* GOAL: Copy every one of the records below word for word, line by line, with no changes.

* TASK DATA:
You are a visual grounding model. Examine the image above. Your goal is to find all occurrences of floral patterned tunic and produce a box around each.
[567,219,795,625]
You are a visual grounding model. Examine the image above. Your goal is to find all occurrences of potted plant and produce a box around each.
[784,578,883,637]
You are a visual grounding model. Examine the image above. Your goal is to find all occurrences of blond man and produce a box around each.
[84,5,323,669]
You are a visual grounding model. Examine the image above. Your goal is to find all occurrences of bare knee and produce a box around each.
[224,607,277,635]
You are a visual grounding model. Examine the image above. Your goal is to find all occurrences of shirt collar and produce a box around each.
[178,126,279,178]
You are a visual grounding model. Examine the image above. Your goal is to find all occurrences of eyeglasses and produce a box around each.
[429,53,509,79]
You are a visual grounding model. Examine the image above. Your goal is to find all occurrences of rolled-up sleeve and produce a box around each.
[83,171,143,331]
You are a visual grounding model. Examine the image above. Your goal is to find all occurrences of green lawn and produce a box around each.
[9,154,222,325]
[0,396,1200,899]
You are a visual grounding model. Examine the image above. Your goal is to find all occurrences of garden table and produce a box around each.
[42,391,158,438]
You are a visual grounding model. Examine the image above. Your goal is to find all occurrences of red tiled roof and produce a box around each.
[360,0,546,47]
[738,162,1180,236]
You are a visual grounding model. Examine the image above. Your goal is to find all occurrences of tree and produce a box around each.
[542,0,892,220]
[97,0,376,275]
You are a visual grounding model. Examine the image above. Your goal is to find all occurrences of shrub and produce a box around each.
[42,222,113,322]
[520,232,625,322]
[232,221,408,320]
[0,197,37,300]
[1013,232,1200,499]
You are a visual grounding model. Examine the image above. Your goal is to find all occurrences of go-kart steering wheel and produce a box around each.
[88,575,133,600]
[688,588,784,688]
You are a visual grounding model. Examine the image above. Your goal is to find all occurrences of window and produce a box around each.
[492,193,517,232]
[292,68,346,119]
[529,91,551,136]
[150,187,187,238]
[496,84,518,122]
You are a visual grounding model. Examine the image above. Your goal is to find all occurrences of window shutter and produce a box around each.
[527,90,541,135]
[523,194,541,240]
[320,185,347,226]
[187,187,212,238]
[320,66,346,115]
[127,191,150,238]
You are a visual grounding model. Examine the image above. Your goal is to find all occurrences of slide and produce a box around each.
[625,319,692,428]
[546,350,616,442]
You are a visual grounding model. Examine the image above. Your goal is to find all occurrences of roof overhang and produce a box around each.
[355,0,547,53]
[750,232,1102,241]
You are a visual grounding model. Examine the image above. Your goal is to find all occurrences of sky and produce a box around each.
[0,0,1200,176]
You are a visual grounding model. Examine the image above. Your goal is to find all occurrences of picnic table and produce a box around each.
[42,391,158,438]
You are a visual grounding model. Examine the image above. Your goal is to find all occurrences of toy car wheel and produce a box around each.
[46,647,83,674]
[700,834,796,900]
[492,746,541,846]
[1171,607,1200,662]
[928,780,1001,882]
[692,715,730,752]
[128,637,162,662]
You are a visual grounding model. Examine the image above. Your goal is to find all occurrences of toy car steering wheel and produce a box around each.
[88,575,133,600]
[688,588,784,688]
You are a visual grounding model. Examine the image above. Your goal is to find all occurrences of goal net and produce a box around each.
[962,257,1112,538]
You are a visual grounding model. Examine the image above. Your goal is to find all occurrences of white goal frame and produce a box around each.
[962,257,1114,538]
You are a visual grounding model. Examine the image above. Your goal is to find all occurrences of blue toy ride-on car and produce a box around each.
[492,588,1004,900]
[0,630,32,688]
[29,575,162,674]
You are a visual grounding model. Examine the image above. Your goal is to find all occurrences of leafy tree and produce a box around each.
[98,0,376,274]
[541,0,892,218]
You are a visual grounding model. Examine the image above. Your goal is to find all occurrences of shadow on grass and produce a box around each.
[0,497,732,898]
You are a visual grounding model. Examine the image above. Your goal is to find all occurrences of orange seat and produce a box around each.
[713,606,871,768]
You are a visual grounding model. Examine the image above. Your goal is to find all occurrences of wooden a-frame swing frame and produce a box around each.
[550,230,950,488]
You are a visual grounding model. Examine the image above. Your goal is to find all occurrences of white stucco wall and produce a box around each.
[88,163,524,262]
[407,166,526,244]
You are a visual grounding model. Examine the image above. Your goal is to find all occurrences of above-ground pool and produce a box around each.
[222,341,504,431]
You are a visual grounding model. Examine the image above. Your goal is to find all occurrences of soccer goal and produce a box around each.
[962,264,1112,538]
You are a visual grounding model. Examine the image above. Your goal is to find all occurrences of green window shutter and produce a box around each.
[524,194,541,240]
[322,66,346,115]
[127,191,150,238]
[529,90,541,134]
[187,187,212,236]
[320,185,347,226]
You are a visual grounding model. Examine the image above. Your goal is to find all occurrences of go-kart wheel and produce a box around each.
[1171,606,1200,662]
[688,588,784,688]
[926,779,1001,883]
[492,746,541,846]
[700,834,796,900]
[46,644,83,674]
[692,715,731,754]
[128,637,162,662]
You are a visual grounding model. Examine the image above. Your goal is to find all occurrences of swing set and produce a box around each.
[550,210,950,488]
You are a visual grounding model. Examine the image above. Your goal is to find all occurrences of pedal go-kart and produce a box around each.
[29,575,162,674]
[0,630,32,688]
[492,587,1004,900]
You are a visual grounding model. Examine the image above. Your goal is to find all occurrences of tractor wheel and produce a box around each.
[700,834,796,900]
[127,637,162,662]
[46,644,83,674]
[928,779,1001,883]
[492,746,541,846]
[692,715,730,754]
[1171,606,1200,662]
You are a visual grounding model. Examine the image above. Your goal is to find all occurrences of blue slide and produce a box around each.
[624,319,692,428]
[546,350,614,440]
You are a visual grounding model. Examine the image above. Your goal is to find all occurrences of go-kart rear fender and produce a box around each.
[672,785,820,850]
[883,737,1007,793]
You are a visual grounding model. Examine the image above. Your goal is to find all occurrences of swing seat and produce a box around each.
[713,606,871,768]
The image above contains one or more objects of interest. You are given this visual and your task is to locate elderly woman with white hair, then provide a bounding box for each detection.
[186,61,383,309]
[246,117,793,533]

* THE RESULT:
You are a visual grounding model. Examine the image above. Your goal is to find all occurrences of floral patterned tunic and produce a box around each.
[567,219,795,625]
You are a visual grounding model. Examine the image above. Your goal is to find all occurrences of potted plant and produce a box around each.
[784,578,883,637]
You are a visual grounding model. Examine the image above. Your goal is to find all occurrences of blond man and produce a box around each.
[84,5,323,669]
You are a visual grounding model. Examine the image above. Your goal is to find all occurrences of bare knee and produce a box around each.
[224,607,277,635]
You are a visual grounding model. Examine the image above. Your goal is to find all occurrences of shirt collar and produce a box around each.
[178,126,279,178]
You are a visual grounding model. Examine the image above. Your goal is to find all occurrences of eyeglasses and produce a box around each.
[429,53,509,79]
You are a visual grounding model. Examine the image above. Your goal is to find all occurrences of rolled-up sleeve and produce a box around each.
[83,171,143,331]
You are a visual grounding model. Examine the image above. Your goal is to find all occurrences of green lawn and produce a box around each.
[9,154,222,325]
[0,396,1200,899]
You are a visual grounding model. Examine the image above. Your goal is to find all occurrences of garden table and produce a box around each.
[42,391,158,438]
You are a visual grounding model. Examine the image above. Your goal is to find all occurrences of red tiled roof and produce a box around each.
[360,0,546,47]
[738,162,1180,236]
You are a visual grounding model. Examine the image above. Your goal is to find all occurrences of tree and produce a box around each.
[542,0,892,220]
[97,0,376,275]
You are a visual grounding model. Examine the image above. Your goal is to find all occurrences of shrub and produce a box around each.
[42,222,113,322]
[520,232,625,322]
[232,221,408,320]
[0,197,37,300]
[1013,232,1200,499]
You are a visual grounding model. Examine the image above. Your goal is to find all occurrences of go-kart steering wheel and produce a box around each.
[88,575,133,600]
[688,588,784,688]
You are a visual grounding model. Examine the image above. Your goal is to find all occurrences of window and produce a box around each.
[492,193,517,232]
[292,68,346,119]
[529,91,551,136]
[150,187,187,238]
[496,84,518,122]
You are a visual grounding model. Examine the image above. Your goal is to find all occurrences of window shutter and produce a box around each.
[527,90,541,135]
[523,194,541,240]
[320,185,347,226]
[187,187,212,238]
[320,66,346,115]
[127,191,150,238]
You are a visual grounding model. Examine the image above. Your goal is to find all occurrences of slide and produce a box around each.
[625,319,692,428]
[546,350,616,442]
You are a visual grounding model. Examine the image above. Your goal is to find all occurrences of roof overhang and produce a box around each.
[355,0,547,53]
[750,232,1102,241]
You are a visual grounding model. Examine the image above. Your goal is to find all occurrences of sky and produce a box around each.
[0,0,1200,176]
You are a visual grounding model. Examine the image above. Your goal is to find all occurrences of picnic table and produce a box around each.
[42,391,158,438]
You are a visual grounding model. Examine the image above. Your goal is to find all occurrences of toy car wheel and produce a box around each.
[46,647,83,674]
[700,834,796,900]
[492,746,541,846]
[1171,607,1200,662]
[928,780,1001,882]
[692,715,730,752]
[128,637,162,662]
You are a visual grounding model. Examine the image above. Your goal is to find all occurrences of toy car steering wheel and produce a box around each.
[88,575,133,600]
[688,588,784,688]
You are a visual grounding model. Examine the image above. Your goal is to find all occurrences of goal net and produce a box around each.
[962,257,1112,538]
You are a visual grounding model. Examine the image above. Your goal is to find all occurrences of white goal frame and produce a box around each.
[962,257,1114,538]
You are a visual grounding model. Examine the image above. Your goal is to find all occurrences of blue toy ride-on car and produce a box around each.
[492,588,1004,900]
[0,630,32,688]
[29,575,162,674]
You are a visual grounding model. Examine the image above. Your goal is to find all occurrences of leafy tree and produce a box around each.
[98,0,376,274]
[541,0,892,218]
You are a visual grounding model. Examine the image above. Your goal is to find all occurrences of shadow on grass and produce a box around each.
[0,497,732,898]
You are a visual grounding model. Examine the image above. Your goal is to find all occurrences of orange seat and produce a box around each.
[713,606,871,768]
You are a visual grounding model. Examine the image above. Your goal is to find all occurrences of wooden a-frame swing frame and produce a box around each.
[550,230,950,488]
You are a visual grounding model. Examine the image above. Your goal is to find all occurrences of white stucco wall and produce a box around each.
[88,163,524,262]
[407,166,526,244]
You are a visual grounding model. Examine the image above. Your goal is to find all occurrences of above-ground pool and produce a box around each.
[222,341,504,431]
You are a visual grounding model. Examine the image above. Your goal is to find all occurrences of soccer goal and produce a box around each.
[962,264,1112,538]
You are a visual grounding model. Examine the image above. Your goal is to find all occurrences of green window shutter and produce a box around each.
[524,194,541,240]
[322,66,346,115]
[127,191,150,238]
[529,90,541,134]
[187,187,212,236]
[320,185,347,226]
You are a visual grounding model. Examine the image above. Your goal is to find all occurrences of go-kart wheel and produce a box around each.
[1171,606,1200,662]
[688,588,784,688]
[926,779,1001,883]
[492,746,541,846]
[700,834,796,900]
[46,644,83,674]
[692,715,731,754]
[128,637,162,662]
You are a visual grounding model. Examine the image above. Your goal is to find all occurrences of swing set and produce a box around each.
[550,210,950,488]
You are a visual grounding model. Examine the image above. Your goal is to find all occurrences of pedal go-kart and produce a box around each.
[29,575,162,674]
[0,630,32,688]
[492,587,1004,900]
You are a visual grounding model. Examine the image above. Your goal is to find all occurrences of tractor wheel and produce a box around each.
[700,834,796,900]
[127,637,162,662]
[46,644,83,674]
[928,779,1001,883]
[492,746,541,846]
[692,715,730,754]
[1171,606,1200,662]
You are a visual grounding model. Examine the image above. Your goal is to find all occurrences of blue slide and produce a box around each.
[624,319,692,428]
[546,350,614,440]
You are a visual grounding model. Examine the image above. Your goal is to find all occurrences of go-kart rear fender and produce a box around each.
[672,785,820,850]
[883,737,1007,793]
You are a visual grounding model. Examine the image above. Your goal is to find all occurrences of swing seat and produce a box around each.
[713,606,871,768]
The image above contains one or more objects of interest. You are given this visual and your task is to locate elderly woman with white hair, then provide a bounding box for each detection.
[186,61,383,309]
[246,117,793,533]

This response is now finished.